> OPDRACHT 1:
Kun je in alle entries hieronder "instance" hernoemen naar "occurrence" en de entries verder ongewijzigd teruggeven, zonder de afbeeldingen?

> BRONFRAGMENT:

============================================================

Eigenlijk was het liefde op eerste gezicht geweest. Gelijk bij hun eerste ontmoeting sloeg de vlam in de pan en hun eerste ontmoeting was nota bene tijdens haar sollicitatiegesprek bij Flash. Rolf Deen was namelijk de hoofdredacteur van Flash! Dat, moest ze toegeven, was wel een beetje een probleem. Alle twee moesten ze vreselijk hun best doen hun gevoelens voor elkaar te verbergen. Ze hadden namelijk besloten hun liefde voor de redaktie geheim te houden. Je kreeg anders alleen maar scheve ogen. Patty’s collega’s mochten eens denken dat Rolf haar voortrok en dat zou helemaal geen gekke gedachte zijn. Zoiets was op de redactie al eens eerder gebeurd.’ (Uit: Popblad Flash, Mysterie rond een popgroep, Marjo Roeven, 1990)
Vooral in jeugdboeken heeft de hoofdredacteur wel eens een heldenstatus die zijn weerga niet kent. In romans voor volwassenen kom je dit niet tegen. Hoofdredacteur Tobias de Koning, hoofdredacteur van het in de goede stad Spitsdaken alom befaamde nieuwsblad De Vette Letter wordt afgeschilderd als een held die als een god grootse daden verricht en als een koning het volk toespreekt. Op de redactie wordt hij Koning Tobias genoemd. Toch is ook in dit verhaal Flip Fluit, een jongen nog, de echte held van het nieuwsblad. Hij is net in dienst nadat hij na veel gebluf het voordeel van de twijfel kreeg van Koning Tobias en daarna de ene buitengewone scoop na de andere binnenhaalt. Dit jeugdboek is uitgebracht in 1940 bij uitgeverij De Nederlandsche Keurboekerij en werd geschreven door Telegraaf-journalist Jan Lamers. Wie dat weet, kijkt misschien net even anders naar onderstaande redevoering van Koning Tobias.

============================================================

Een reeks entries:
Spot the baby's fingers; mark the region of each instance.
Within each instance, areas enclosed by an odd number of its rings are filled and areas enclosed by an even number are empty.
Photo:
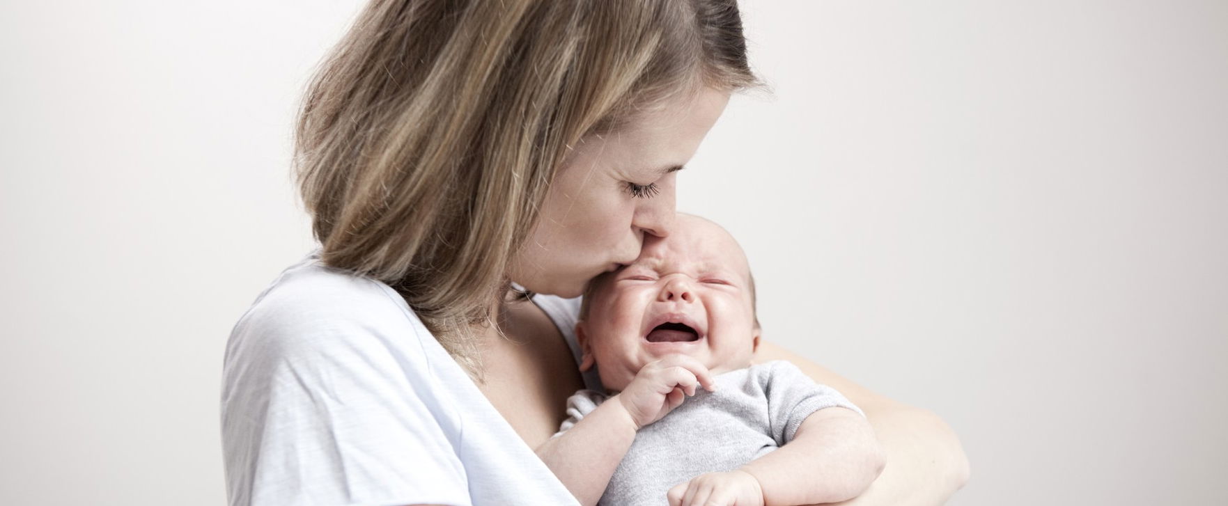
[[[674,408],[683,405],[683,399],[685,398],[686,394],[683,393],[682,388],[674,388],[673,392],[669,392],[669,394],[666,395],[666,400],[669,403],[669,410],[673,411]]]
[[[661,359],[661,364],[667,367],[682,367],[695,375],[695,379],[699,382],[704,389],[709,392],[716,392],[716,382],[712,379],[712,373],[709,372],[707,366],[700,364],[699,360],[689,355],[674,354]],[[691,389],[690,395],[694,395],[695,391]]]
[[[694,373],[688,371],[685,367],[679,367],[679,366],[669,367],[664,371],[661,371],[661,376],[658,378],[661,381],[658,388],[662,388],[658,392],[661,393],[669,393],[677,387],[682,388],[683,392],[686,392],[688,395],[694,395],[695,386],[699,384],[699,381],[695,378]]]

============================================================

> OPDRACHT 2:
Kun je het fragment over hoofdredacteuren in jeugdboeken volledig en letterlijk teruggeven?

> UITVOER 1:
Spot the baby's fingers; mark the region of each occurrence.
Within each occurrence, areas enclosed by an odd number of its rings are filled and areas enclosed by an even number are empty.
Photo:
[[[674,408],[683,405],[683,399],[685,398],[686,394],[683,393],[682,388],[674,388],[673,392],[669,392],[669,394],[666,395],[666,400],[669,403],[669,410],[673,411]]]
[[[661,359],[661,364],[667,367],[682,367],[695,375],[695,379],[699,382],[704,389],[709,392],[716,392],[716,382],[712,379],[712,373],[709,372],[707,366],[700,364],[699,360],[689,355],[674,354]],[[691,389],[690,395],[694,395],[695,391]]]
[[[694,373],[688,371],[685,367],[679,367],[679,366],[669,367],[664,371],[661,371],[661,376],[658,378],[661,381],[658,388],[662,388],[658,392],[661,393],[669,393],[677,387],[682,388],[683,392],[686,392],[688,395],[694,395],[695,386],[699,384],[699,381],[695,378]]]

> UITVOER 2:
Eigenlijk was het liefde op eerste gezicht geweest. Gelijk bij hun eerste ontmoeting sloeg de vlam in de pan en hun eerste ontmoeting was nota bene tijdens haar sollicitatiegesprek bij Flash. Rolf Deen was namelijk de hoofdredacteur van Flash! Dat, moest ze toegeven, was wel een beetje een probleem. Alle twee moesten ze vreselijk hun best doen hun gevoelens voor elkaar te verbergen. Ze hadden namelijk besloten hun liefde voor de redaktie geheim te houden. Je kreeg anders alleen maar scheve ogen. Patty’s collega’s mochten eens denken dat Rolf haar voortrok en dat zou helemaal geen gekke gedachte zijn. Zoiets was op de redactie al eens eerder gebeurd.’ (Uit: Popblad Flash, Mysterie rond een popgroep, Marjo Roeven, 1990)
Vooral in jeugdboeken heeft de hoofdredacteur wel eens een heldenstatus die zijn weerga niet kent. In romans voor volwassenen kom je dit niet tegen. Hoofdredacteur Tobias de Koning, hoofdredacteur van het in de goede stad Spitsdaken alom befaamde nieuwsblad De Vette Letter wordt afgeschilderd als een held die als een god grootse daden verricht en als een koning het volk toespreekt. Op de redactie wordt hij Koning Tobias genoemd. Toch is ook in dit verhaal Flip Fluit, een jongen nog, de echte held van het nieuwsblad. Hij is net in dienst nadat hij na veel gebluf het voordeel van de twijfel kreeg van Koning Tobias en daarna de ene buitengewone scoop na de andere binnenhaalt. Dit jeugdboek is uitgebracht in 1940 bij uitgeverij De Nederlandsche Keurboekerij en werd geschreven door Telegraaf-journalist Jan Lamers. Wie dat weet, kijkt misschien net even anders naar onderstaande redevoering van Koning Tobias.